Auszug:
Was ist Aggression?

Aggression ist ein Verhalten oder eine innere Haltung, bei der eine Person (oder ein Tier) darauf abzielt, anderen zu schaden, sie zu verletzen, zu bedrohen oder zu dominieren. Sie kann sich körperlich, verbal oder psychisch äußern und richtet sich gegen andere oder – bei autoaggressivem Verhalten – gegen sich selbst.

Formen von Aggression:

  1. Offene (direkte) Aggression – z. B. Schlagen, Beschimpfen, Anschreien.
  2. Verdeckte (indirekte) Aggression – z. B. Lästern, Ausgrenzen, Intrigen.
  3. Instrumentelle Aggression – zielgerichtet, um etwas zu erreichen (z. B. Macht).
  4. Reaktive Aggression – als impulsive Reaktion auf eine Provokation.
  5. Feindselige Aggression – aus Wut oder Hass, ohne klares Ziel.
  6. Autoaggression – gegen sich selbst gerichtet (z. B. Selbstverletzung).

Ursachen:

  • Biologisch: Hormonelle Einflüsse (z. B. Testosteron), neurologische Strukturen (z. B. Amygdala).
  • Psychologisch: Frustration, Traumata, mangelnde Impulskontrolle.
  • Sozial: Erziehung, Vorbilder, Gewalt in der Umgebung.
  • Situativ: Stress, Alkohol, Provokation.

Psychologische Funktion:

Aggression ist nicht nur destruktiv – sie kann auch schutzgebend, grenzsetzend oder befreiend wirken, etwa wenn jemand sich gegen Unrecht wehrt. In der Psychotherapie wird oft zwischen konstruktiver und destruktiver Aggression unterschieden.

Konstruktive Aggression bezeichnet eine Form von Aggression, die nicht zerstörerisch oder verletzend wirkt, sondern zielgerichtet, selbstbehauptend und entwicklungsfördernd eingesetzt wird. Sie ist ein gesunder Bestandteil menschlicher Selbstregulation und sozialer Interaktion.

Merkmale konstruktiver Aggression:

  • Selbstschutz: Sie dient dem Schutz eigener Grenzen (z. B. „Nein sagen“ können).
  • Durchsetzungskraft: Sie ermöglicht, eigene Interessen zu vertreten, ohne andere zu unterdrücken.
  • Lebensenergie: Sie mobilisiert Kraft für Veränderung, Kreativität oder Widerstand gegen Ungerechtigkeit.
  • Respektvoller Ausdruck: Sie äußert sich in klarer, aber nicht verletzender Kommunikation (z. B. in der gewaltfreien Kommunikation).
  • Bewusst gesteuert: Sie ist nicht impulsiv oder reaktiv, sondern reflektiert und zielgerichtet.

Beispiele:

  • Ein Mensch setzt sich gegen Mobbing am Arbeitsplatz zur Wehr.

Datensätze:

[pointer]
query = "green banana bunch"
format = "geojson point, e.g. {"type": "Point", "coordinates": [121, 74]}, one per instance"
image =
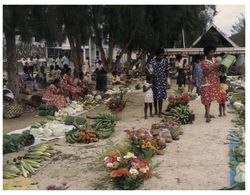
{"type": "Point", "coordinates": [10, 171]}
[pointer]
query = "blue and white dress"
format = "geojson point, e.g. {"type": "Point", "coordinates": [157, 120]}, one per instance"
{"type": "Point", "coordinates": [159, 78]}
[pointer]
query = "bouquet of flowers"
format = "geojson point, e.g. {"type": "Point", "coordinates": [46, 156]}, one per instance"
{"type": "Point", "coordinates": [127, 172]}
{"type": "Point", "coordinates": [175, 100]}
{"type": "Point", "coordinates": [116, 103]}
{"type": "Point", "coordinates": [141, 143]}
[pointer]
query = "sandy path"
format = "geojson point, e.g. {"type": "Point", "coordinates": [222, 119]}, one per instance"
{"type": "Point", "coordinates": [199, 160]}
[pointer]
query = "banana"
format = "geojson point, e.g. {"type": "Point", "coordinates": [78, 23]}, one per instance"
{"type": "Point", "coordinates": [25, 173]}
{"type": "Point", "coordinates": [9, 175]}
{"type": "Point", "coordinates": [36, 153]}
{"type": "Point", "coordinates": [28, 167]}
{"type": "Point", "coordinates": [33, 157]}
{"type": "Point", "coordinates": [32, 163]}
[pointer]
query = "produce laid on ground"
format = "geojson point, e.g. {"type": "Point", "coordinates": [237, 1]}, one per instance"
{"type": "Point", "coordinates": [90, 101]}
{"type": "Point", "coordinates": [71, 120]}
{"type": "Point", "coordinates": [103, 124]}
{"type": "Point", "coordinates": [116, 102]}
{"type": "Point", "coordinates": [46, 110]}
{"type": "Point", "coordinates": [127, 172]}
{"type": "Point", "coordinates": [141, 143]}
{"type": "Point", "coordinates": [180, 113]}
{"type": "Point", "coordinates": [49, 129]}
{"type": "Point", "coordinates": [81, 135]}
{"type": "Point", "coordinates": [16, 142]}
{"type": "Point", "coordinates": [30, 163]}
{"type": "Point", "coordinates": [73, 108]}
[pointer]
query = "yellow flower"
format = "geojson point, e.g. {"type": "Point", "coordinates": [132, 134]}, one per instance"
{"type": "Point", "coordinates": [129, 155]}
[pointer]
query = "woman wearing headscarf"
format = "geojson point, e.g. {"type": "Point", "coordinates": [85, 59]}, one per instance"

Fragen:
A. Welche neurologische Struktur nennt der Text über Aggression als biologische Ursache?
B. Stimmen die folgenden Aussagen mit dem Text über Aggression überein? (i) Reaktive Aggression entsteht als impulsive Reaktion auf eine Provokation. (ii) Konstruktive Aggression ist impulsiv und reaktiv. (iii) Lästern wird als Beispiel für offene Aggression genannt.
C. Führe den Text über Aggression nach dem letzten Satz fort.

Lösungen:
A. Die Amygdala.

B.
(i) Ja: „Reaktive Aggression – als impulsive Reaktion auf eine Provokation.“
(ii) Nein: „Sie ist nicht impulsiv oder reaktiv, sondern reflektiert und zielgerichtet.“
(iii) Nein: „Verdeckte (indirekte) Aggression – z. B. Lästern, Ausgrenzen, Intrigen.“

C.
  • Ein Kind schreit „Lass mich in Ruhe!“, wenn jemand seine Grenzen überschreitet.
  • In einer Therapie äußert jemand endlich seinen lang unterdrückten Ärger über frühere Verletzungen – nicht um zu verletzen, sondern um zu heilen.

Konstruktive Aggression ist also nicht das Gegenteil von Aggression, sondern deren gesunde, integrierte Form. Sie steht im Gegensatz zur destruktiven (verletzenden oder unterdrückten) Aggression und ist zentral für Selbstwirksamkeit und gesunde Beziehungen.

Destruktive Aggression ist eine Form der Aggression, die auf Verletzung, Zerstörung oder Unterwerfung abzielt – sei es gegenüber anderen, sich selbst oder Dingen. Sie entsteht oft aus innerem Stress, Angst, Ohnmacht oder ungelösten Konflikten und wirkt entfremdend, eskalierend oder schädigend.

Merkmale destruktiver Aggression:

  • Verletzungsabsicht: Ziel ist, anderen (oder sich selbst) Schaden zuzufügen.
  • Impulsivität: Oft unkontrolliert, wütend oder rachsüchtig.
  • Fehlende Empathie: Bedürfnisse und Grenzen anderer werden übergangen oder missachtet.
  • Machtmissbrauch: Sie dient der Unterdrückung, Einschüchterung oder Dominanz.
  • Selbstschädigung: Auch selbstverletzendes Verhalten oder Autoaggression gehört dazu.

Beispiele:

  • Ein Mensch beleidigt oder schlägt einen anderen im Streit.
  • In einer Beziehung wird dauerhaft erniedrigt oder manipuliert.
  • Jemand richtet seine unterdrückte Wut gegen sich selbst (z. B. durch Selbsthass, Alkoholmissbrauch, Essstörungen).

Destruktive Aggression ist oft ein Ausdruck von Hilflosigkeit, Angst oder Trauma, kann aber auch gezielt eingesetzt werden, um Kontrolle oder Überlegenheit zu gewinnen. Sie zerstört Vertrauen, Beziehungen und langfristig auch das eigene Selbstbild.

Therapeutisch geht es nicht darum, Aggression zu unterdrücken, sondern ihre destruktiven Formen zu transformieren in konstruktive, lebendige Kraft – also sie zu integrieren, statt sie zu verleugnen oder auszuagieren.